In the entries that follow, the first line to write out is the one containing "Target: shoulder", and the last is the one containing "In the photo above, where can the green vegetation". Reproduce that stretch exactly, with nothing before or after it.

## Material for this task
>>

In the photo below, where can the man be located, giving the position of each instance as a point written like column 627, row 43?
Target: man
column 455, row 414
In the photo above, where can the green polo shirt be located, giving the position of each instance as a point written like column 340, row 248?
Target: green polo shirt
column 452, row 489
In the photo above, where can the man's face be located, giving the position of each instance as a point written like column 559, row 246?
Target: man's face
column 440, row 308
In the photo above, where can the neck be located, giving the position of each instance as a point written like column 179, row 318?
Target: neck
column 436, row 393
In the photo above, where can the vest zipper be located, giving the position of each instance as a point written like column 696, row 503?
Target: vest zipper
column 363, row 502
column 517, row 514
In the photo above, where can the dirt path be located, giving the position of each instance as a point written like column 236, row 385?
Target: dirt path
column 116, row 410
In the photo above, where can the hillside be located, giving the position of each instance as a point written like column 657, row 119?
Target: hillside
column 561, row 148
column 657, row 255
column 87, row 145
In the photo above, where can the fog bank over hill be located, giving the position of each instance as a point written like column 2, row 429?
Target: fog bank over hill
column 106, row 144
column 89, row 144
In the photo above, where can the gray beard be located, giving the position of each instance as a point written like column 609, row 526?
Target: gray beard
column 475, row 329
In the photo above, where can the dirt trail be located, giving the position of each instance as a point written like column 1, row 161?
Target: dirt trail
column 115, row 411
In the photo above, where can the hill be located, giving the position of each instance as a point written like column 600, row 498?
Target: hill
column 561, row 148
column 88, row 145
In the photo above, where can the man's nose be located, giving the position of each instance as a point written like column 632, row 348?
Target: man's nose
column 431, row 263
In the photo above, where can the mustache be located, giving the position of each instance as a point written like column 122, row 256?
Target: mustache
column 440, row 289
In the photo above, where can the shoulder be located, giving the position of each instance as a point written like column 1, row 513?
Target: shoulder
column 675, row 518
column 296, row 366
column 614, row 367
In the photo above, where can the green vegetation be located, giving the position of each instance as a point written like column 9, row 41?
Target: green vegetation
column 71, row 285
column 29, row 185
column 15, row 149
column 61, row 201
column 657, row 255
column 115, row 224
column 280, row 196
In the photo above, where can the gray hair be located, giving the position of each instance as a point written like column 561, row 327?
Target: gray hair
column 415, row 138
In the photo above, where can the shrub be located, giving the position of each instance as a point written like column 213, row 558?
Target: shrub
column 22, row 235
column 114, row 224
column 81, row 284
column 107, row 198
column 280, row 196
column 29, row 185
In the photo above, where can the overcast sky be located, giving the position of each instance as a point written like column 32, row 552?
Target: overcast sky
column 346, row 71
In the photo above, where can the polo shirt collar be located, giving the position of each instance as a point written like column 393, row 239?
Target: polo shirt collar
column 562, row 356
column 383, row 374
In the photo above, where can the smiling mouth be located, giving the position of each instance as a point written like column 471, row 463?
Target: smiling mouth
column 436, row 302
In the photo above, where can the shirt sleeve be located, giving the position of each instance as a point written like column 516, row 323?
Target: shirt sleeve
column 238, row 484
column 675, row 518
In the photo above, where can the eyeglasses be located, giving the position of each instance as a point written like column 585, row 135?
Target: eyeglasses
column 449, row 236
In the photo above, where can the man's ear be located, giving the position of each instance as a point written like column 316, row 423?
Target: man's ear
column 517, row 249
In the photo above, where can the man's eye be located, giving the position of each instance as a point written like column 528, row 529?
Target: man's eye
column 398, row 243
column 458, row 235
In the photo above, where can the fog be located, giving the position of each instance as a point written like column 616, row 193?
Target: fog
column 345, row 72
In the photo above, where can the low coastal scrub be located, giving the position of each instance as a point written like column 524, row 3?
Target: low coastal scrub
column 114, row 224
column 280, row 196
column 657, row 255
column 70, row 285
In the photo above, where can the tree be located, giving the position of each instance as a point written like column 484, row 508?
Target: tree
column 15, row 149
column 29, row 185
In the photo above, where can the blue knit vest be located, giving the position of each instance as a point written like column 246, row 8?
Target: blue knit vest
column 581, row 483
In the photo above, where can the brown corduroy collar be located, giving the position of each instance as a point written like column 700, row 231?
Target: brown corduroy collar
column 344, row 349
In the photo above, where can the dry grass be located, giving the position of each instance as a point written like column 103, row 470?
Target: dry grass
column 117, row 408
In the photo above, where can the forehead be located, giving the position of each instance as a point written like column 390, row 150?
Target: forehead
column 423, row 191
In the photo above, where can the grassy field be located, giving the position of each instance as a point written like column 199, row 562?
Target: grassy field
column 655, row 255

<<

## Answer to the problem
Target: shoulder
column 675, row 518
column 296, row 366
column 614, row 367
In the photo above, where can the green vegetation be located, giving the position of each instance as a point written like column 9, row 41?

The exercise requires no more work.